▸ **AIM OF THE TASK**
Restate the full set of records exactly, word for word.

___ SOURCE RECORDS

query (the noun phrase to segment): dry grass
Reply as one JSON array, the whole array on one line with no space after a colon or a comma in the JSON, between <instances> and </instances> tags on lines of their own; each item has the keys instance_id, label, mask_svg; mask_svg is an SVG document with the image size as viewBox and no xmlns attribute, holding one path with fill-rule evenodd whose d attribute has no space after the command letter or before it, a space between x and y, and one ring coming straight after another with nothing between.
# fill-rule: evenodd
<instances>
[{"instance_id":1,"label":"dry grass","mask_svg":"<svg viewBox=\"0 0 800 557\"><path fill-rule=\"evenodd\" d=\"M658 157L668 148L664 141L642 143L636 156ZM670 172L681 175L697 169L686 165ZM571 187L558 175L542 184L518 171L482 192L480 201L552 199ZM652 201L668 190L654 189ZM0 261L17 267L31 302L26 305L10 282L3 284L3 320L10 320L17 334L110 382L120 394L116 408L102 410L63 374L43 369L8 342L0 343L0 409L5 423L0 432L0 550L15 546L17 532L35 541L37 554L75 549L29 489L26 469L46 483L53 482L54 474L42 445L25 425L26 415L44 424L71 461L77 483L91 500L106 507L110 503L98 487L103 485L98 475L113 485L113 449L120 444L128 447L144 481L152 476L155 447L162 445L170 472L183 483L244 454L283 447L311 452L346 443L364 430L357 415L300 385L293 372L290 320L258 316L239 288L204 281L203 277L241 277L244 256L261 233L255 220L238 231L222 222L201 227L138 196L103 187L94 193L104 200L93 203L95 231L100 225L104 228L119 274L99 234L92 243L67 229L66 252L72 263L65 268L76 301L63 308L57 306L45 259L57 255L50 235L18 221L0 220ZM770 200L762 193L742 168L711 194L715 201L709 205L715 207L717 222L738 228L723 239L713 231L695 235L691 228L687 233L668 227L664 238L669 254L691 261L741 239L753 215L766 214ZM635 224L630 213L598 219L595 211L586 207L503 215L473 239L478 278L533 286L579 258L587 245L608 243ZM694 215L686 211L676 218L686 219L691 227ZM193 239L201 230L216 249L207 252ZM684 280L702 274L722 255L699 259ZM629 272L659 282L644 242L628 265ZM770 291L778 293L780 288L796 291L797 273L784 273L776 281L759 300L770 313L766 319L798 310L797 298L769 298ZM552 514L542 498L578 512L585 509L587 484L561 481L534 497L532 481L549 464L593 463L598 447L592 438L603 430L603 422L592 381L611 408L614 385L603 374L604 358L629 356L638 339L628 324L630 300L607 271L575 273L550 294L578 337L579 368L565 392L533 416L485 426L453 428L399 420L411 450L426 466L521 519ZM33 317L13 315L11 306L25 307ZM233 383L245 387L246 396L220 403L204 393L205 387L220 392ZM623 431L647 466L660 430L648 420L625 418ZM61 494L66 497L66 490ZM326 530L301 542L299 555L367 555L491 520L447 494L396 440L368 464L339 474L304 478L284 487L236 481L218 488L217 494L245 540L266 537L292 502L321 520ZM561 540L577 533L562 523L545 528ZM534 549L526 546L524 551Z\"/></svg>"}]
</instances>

______

▸ **FINISHED EXERCISE**
query (the noun phrase to segment): dry grass
Reply as one JSON array, the whole array on one line with no space after a colon or a comma in the JSON, between <instances> and </instances> tags on lines of their own; each item has the keys instance_id, label, mask_svg; mask_svg is an SVG document with the image size as viewBox and no xmlns attribute, holding one path with fill-rule evenodd whose d attribute has no space after the command letter or before it, a space between x and y, and one ring coming straight after another with nothing between.
# fill-rule: evenodd
<instances>
[{"instance_id":1,"label":"dry grass","mask_svg":"<svg viewBox=\"0 0 800 557\"><path fill-rule=\"evenodd\" d=\"M658 157L668 148L664 141L642 143L636 156ZM670 172L681 175L697 169L686 165ZM571 187L558 175L542 184L518 171L482 192L480 201L552 199ZM652 201L668 190L654 189ZM0 261L17 267L31 302L26 305L10 282L3 284L3 320L10 320L17 334L110 382L120 394L116 408L102 410L63 374L43 369L8 342L0 343L0 409L5 423L0 432L0 550L15 546L17 532L35 541L37 554L75 549L29 489L26 469L46 483L53 482L54 474L42 445L25 425L26 415L44 424L71 461L77 483L91 500L106 507L110 503L98 487L103 485L98 475L113 485L113 449L120 444L128 447L144 481L152 476L155 447L162 445L170 472L183 483L244 454L283 447L311 452L346 443L364 430L357 415L300 385L293 372L290 320L258 316L239 288L204 281L203 277L241 277L244 256L261 233L255 220L238 231L222 222L201 227L138 196L103 187L94 193L104 200L93 203L95 231L100 225L104 228L119 274L99 234L92 243L67 229L66 252L72 263L65 268L76 301L63 308L57 306L45 259L57 255L50 235L18 221L0 220ZM770 200L762 193L742 168L711 194L715 201L709 205L715 207L717 222L738 228L723 239L713 231L695 235L691 228L687 233L668 227L664 238L669 254L691 261L741 239L753 215L766 214ZM635 224L630 213L598 219L595 211L586 207L503 215L473 239L478 278L533 286L579 258L587 245L608 243ZM694 215L686 211L676 218L686 219L691 227ZM193 239L201 230L216 249L207 252ZM684 280L702 274L722 255L699 259ZM629 272L659 282L644 242L628 265ZM770 291L778 293L780 288L796 291L797 273L784 273L776 281L759 300L770 313L766 319L798 310L797 298L769 298ZM552 514L542 498L578 512L585 509L587 484L561 481L534 497L532 481L549 464L593 463L598 447L592 438L603 430L603 422L592 381L611 408L614 385L603 374L604 358L629 356L638 339L628 324L630 300L607 271L575 273L550 294L578 337L579 368L565 392L533 416L485 426L453 428L399 420L411 450L426 466L521 519ZM33 317L13 315L11 306L25 307ZM233 383L245 387L246 396L220 403L204 393L205 387L220 392ZM623 431L647 466L660 430L648 420L625 418ZM61 494L66 497L66 490ZM326 530L301 542L299 555L367 555L491 520L447 494L396 440L368 464L339 474L304 478L284 487L236 481L218 488L217 494L245 540L266 537L292 502L321 520ZM561 540L577 533L562 523L545 528ZM534 549L526 546L524 551Z\"/></svg>"}]
</instances>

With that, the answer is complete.